* _WHAT YOU SHOULD DO_: Take every line from the records below that includes the word "metal".

* _RECORDS FOR THIS EXERCISE_:
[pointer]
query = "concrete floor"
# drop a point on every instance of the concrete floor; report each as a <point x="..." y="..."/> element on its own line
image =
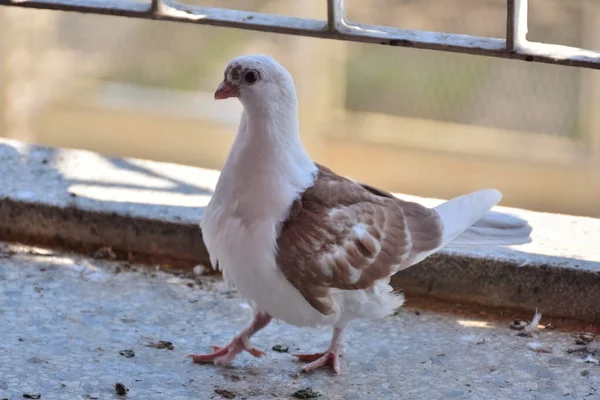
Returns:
<point x="65" y="318"/>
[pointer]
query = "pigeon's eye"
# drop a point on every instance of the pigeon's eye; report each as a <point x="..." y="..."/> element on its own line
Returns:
<point x="250" y="77"/>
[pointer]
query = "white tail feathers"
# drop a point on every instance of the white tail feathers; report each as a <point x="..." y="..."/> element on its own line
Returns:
<point x="469" y="223"/>
<point x="495" y="229"/>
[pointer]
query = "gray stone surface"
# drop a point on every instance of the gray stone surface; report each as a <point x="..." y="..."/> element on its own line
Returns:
<point x="65" y="318"/>
<point x="85" y="200"/>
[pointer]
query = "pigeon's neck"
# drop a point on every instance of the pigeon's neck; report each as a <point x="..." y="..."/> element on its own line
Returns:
<point x="268" y="167"/>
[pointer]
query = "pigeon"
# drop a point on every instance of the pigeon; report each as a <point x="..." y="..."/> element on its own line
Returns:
<point x="307" y="246"/>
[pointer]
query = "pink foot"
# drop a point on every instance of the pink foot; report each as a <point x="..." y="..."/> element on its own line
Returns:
<point x="318" y="360"/>
<point x="224" y="355"/>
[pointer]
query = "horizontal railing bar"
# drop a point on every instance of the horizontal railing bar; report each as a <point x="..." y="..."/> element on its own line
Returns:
<point x="342" y="30"/>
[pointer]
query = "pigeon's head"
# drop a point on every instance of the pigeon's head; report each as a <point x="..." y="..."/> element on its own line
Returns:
<point x="256" y="79"/>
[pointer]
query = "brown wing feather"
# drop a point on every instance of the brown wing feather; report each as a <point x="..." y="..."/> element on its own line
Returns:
<point x="345" y="235"/>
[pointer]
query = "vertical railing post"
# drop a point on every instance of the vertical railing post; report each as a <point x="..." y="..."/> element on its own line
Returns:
<point x="516" y="24"/>
<point x="336" y="14"/>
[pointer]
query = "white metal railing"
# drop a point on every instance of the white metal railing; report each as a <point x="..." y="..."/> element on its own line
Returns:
<point x="515" y="45"/>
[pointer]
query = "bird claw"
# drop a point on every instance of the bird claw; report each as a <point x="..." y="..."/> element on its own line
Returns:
<point x="224" y="355"/>
<point x="318" y="360"/>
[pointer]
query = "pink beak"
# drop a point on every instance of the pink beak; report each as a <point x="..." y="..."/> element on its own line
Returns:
<point x="226" y="90"/>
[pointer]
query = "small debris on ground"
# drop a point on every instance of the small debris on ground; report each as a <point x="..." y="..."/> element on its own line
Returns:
<point x="583" y="338"/>
<point x="307" y="393"/>
<point x="199" y="270"/>
<point x="280" y="348"/>
<point x="106" y="253"/>
<point x="517" y="324"/>
<point x="584" y="351"/>
<point x="527" y="328"/>
<point x="161" y="344"/>
<point x="590" y="359"/>
<point x="121" y="389"/>
<point x="5" y="252"/>
<point x="225" y="393"/>
<point x="539" y="347"/>
<point x="127" y="353"/>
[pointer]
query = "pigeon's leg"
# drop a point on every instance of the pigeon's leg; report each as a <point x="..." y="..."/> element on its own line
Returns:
<point x="223" y="355"/>
<point x="330" y="357"/>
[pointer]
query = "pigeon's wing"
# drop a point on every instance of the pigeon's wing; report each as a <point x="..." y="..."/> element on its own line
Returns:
<point x="341" y="234"/>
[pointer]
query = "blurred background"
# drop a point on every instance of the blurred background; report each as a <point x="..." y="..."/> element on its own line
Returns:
<point x="411" y="121"/>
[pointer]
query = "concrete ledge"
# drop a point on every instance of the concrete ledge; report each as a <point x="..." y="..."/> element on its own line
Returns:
<point x="145" y="209"/>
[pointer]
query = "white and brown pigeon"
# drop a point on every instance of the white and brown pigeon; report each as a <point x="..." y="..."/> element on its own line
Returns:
<point x="307" y="246"/>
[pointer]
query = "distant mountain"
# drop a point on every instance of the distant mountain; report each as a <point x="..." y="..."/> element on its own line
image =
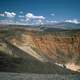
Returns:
<point x="63" y="25"/>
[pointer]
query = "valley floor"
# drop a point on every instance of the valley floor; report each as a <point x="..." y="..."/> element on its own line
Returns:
<point x="28" y="76"/>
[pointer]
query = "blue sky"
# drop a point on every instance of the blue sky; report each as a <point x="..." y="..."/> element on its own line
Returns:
<point x="38" y="11"/>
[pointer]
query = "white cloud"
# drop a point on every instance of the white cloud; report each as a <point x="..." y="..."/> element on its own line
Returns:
<point x="21" y="16"/>
<point x="21" y="12"/>
<point x="9" y="14"/>
<point x="2" y="15"/>
<point x="73" y="21"/>
<point x="51" y="21"/>
<point x="32" y="16"/>
<point x="52" y="14"/>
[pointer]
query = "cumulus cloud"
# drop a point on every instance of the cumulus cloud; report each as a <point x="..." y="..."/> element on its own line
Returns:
<point x="73" y="21"/>
<point x="51" y="21"/>
<point x="9" y="14"/>
<point x="32" y="16"/>
<point x="52" y="14"/>
<point x="21" y="16"/>
<point x="2" y="15"/>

* _EXERCISE ANSWER_:
query = "white metal railing"
# drop a point on every instance of the white metal railing; report each as a <point x="..." y="..."/> element on its own line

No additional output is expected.